SELECTED EXCERPT:
◇ ◇ ◇ ◇ ◇

Hello Long Zhou,

Thanks for reaching out. I'm developer at Lens and trying to answer your
questions with respect to Lens.

On Thu, Feb 26, 2015 at 9:09 PM, Long Zhou <[email protected]> wrote:

> [delivery to user@kylin failed, resend to dev@kylin]
>
> Hi Kylin and Lens communities,
>
>     I am working on a big data analysis project and consider using Kylin
> or Lens. Do you have some guidelines/recommendations on how to choose the
> right solution? We are particularly interested in the performance
> characteristics of these two solutions on terabytes of sparse data.
>

We don't have guidelines/recommendations/performance characteristics
documented anywhere as of now. But user documentation should help you with
some details of the system. Lens itself does not have any overhead with
respect to query execution, it would be given to underlying engine and the
performance numbers published in underlying systems should be sufficient.

◇ ◇ ◇ ◇ ◇

GIVEN MATERIAL:

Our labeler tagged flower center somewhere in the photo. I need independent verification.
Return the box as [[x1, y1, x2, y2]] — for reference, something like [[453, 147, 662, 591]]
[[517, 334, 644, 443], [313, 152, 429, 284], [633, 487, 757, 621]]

◇ ◇ ◇ ◇ ◇

REQUIRED ACTIONS:
[1] According to the Lens mailing list reply, with respect to what does Lens itself have no overhead?
[2] Copy the part of the Lens mailing list reply between "We don't have" and "should be sufficient.", inclusive, word for word.

OUTPUTS BY TASK:
[1] Query execution.

[2]
We don't have guidelines/recommendations/performance characteristics
documented anywhere as of now. But user documentation should help you with
some details of the system. Lens itself does not have any overhead with
respect to query execution, it would be given to underlying engine and the
performance numbers published in underlying systems should be sufficient.